* DIRECTIONS *
Reproduce the entire listing below word for word.

Recorded data

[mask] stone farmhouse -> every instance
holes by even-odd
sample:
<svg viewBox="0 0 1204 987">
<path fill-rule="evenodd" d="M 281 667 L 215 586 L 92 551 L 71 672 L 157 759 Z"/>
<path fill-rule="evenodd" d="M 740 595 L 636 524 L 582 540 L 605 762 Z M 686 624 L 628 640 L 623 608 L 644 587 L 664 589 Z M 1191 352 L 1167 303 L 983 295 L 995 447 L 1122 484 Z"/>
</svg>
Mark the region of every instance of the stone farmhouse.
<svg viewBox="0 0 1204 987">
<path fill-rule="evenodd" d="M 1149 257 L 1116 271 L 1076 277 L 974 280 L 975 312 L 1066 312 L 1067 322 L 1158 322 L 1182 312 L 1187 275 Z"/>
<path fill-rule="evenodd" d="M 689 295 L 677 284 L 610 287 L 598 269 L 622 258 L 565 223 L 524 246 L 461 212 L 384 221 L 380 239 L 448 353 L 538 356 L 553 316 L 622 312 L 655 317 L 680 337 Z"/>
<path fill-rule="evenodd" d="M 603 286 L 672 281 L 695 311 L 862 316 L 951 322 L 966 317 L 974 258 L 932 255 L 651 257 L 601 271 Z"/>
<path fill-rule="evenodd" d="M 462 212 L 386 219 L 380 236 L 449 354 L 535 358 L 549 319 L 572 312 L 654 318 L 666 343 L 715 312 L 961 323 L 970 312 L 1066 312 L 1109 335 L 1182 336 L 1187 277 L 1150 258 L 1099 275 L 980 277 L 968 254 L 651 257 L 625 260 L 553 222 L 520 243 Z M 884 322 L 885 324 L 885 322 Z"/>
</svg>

* SOLVED EXERCISE *
[mask] stone farmhouse -> every instance
holes by even-odd
sample:
<svg viewBox="0 0 1204 987">
<path fill-rule="evenodd" d="M 281 667 L 215 586 L 92 551 L 71 672 L 157 759 Z"/>
<path fill-rule="evenodd" d="M 740 595 L 636 524 L 582 540 L 605 762 Z M 686 624 L 628 640 L 623 608 L 644 587 L 664 589 Z M 1191 352 L 1167 303 L 983 295 L 995 447 L 1122 484 Z"/>
</svg>
Mark the region of every instance of the stone farmhouse.
<svg viewBox="0 0 1204 987">
<path fill-rule="evenodd" d="M 1149 257 L 1116 271 L 1076 277 L 974 280 L 975 312 L 1066 312 L 1067 322 L 1158 322 L 1182 312 L 1187 275 Z"/>
<path fill-rule="evenodd" d="M 689 295 L 677 284 L 610 287 L 598 269 L 622 258 L 565 223 L 524 246 L 461 212 L 384 221 L 380 239 L 448 353 L 538 356 L 553 316 L 622 312 L 655 317 L 680 337 Z"/>
<path fill-rule="evenodd" d="M 603 286 L 672 281 L 695 311 L 862 316 L 951 322 L 966 317 L 974 258 L 932 255 L 651 257 L 601 271 Z"/>
<path fill-rule="evenodd" d="M 462 212 L 386 219 L 380 236 L 449 354 L 535 358 L 549 319 L 572 312 L 654 318 L 666 343 L 715 312 L 961 323 L 970 312 L 1066 312 L 1109 335 L 1182 336 L 1187 277 L 1150 258 L 1099 275 L 980 277 L 968 254 L 651 257 L 625 260 L 553 222 L 520 243 Z M 884 322 L 885 324 L 885 322 Z"/>
</svg>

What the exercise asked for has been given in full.